* [Goal of the exercise]: Could you write out all the records once more, exactly?

* [Task inputs]:
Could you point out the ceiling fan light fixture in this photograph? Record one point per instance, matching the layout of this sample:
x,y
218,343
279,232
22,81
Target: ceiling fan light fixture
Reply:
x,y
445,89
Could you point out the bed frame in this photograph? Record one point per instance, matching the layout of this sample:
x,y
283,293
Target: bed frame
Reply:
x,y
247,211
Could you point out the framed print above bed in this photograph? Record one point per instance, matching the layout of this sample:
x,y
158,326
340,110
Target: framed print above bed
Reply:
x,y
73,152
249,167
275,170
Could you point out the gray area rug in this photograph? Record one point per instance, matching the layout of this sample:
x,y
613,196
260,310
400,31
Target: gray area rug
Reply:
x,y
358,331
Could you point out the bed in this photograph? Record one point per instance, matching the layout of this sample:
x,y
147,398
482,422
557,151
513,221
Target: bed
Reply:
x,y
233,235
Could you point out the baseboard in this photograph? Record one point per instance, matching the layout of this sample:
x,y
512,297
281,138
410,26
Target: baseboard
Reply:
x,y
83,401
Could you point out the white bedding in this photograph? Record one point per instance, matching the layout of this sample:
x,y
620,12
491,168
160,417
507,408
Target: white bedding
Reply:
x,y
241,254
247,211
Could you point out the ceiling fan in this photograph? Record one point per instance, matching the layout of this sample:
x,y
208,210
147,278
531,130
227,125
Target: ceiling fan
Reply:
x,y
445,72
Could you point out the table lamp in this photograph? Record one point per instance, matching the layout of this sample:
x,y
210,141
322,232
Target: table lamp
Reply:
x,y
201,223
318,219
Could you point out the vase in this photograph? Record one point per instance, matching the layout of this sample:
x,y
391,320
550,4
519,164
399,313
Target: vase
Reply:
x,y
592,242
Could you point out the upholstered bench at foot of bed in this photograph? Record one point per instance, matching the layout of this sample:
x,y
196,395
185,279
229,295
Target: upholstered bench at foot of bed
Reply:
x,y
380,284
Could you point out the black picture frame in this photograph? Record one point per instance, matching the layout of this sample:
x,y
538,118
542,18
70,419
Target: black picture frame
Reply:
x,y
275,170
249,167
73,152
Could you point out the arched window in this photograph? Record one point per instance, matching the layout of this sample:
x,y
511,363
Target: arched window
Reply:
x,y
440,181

* [Response to this exercise]:
Could you point out the ceiling fan light fixture in this photograph? Record one point per instance, matching the layout of this sample:
x,y
218,343
279,232
22,81
Target: ceiling fan light fixture
Reply:
x,y
445,89
Could you point out the bed frame in this photograph? Record one point per instance, matching the layout of this sample:
x,y
283,293
Target: bed frame
Reply:
x,y
247,211
Could you point out the framed print above bed in this photograph? Record one point per instance, matching the layout of this sample:
x,y
158,326
340,110
Target: framed print above bed
Reply:
x,y
73,152
249,167
275,170
Could you point out the gray area rug in this photograph? Record one point per instance, matching the layout of this sample:
x,y
613,196
260,310
400,31
Target: gray area rug
Reply:
x,y
358,331
Could you point out the bed in this photograph? Record one point per instance, matching the layout of this sample:
x,y
147,398
482,422
557,151
513,221
Target: bed
Reply:
x,y
233,235
Could you point out the baseboard in this photograph? Record one point per instance, matching the layout of this sample:
x,y
512,297
281,138
410,26
Target: baseboard
Reply:
x,y
83,401
Could you point out the white bedding in this photograph? Record one point per instance, matching the layout of this sample:
x,y
620,12
491,168
160,417
507,408
Target: white bedding
Reply:
x,y
241,254
247,211
Could you point out the ceiling fan in this photograph? Record one point per instance, matching the layout of this sample:
x,y
208,210
147,278
531,130
227,125
Target: ceiling fan
Reply:
x,y
445,72
Could you point out the table lamp in this photograph? Record one point per instance, matching the layout of this sample:
x,y
210,141
322,232
Target: table lamp
Reply:
x,y
201,223
318,219
Could you point out the vase in this photograph? Record one point per instance, matching the layout of this sample:
x,y
391,320
550,4
519,164
399,313
Target: vase
Reply:
x,y
592,242
Could you point out the upholstered bench at foot of bed in this photograph? Record one point per instance, matching the layout of this sample:
x,y
196,395
185,279
229,295
Target: upholstered bench at foot of bed
Reply:
x,y
380,284
Could you point out the black picture frame in this photograph? Record one point per instance, matching the layout of this sample:
x,y
538,118
542,18
70,419
Target: black picture frame
Reply:
x,y
275,170
249,167
73,152
Could you point out the arched window in this photograph? Record one point per instance, matching the layout of this sample:
x,y
511,363
Target: arched window
Reply:
x,y
440,181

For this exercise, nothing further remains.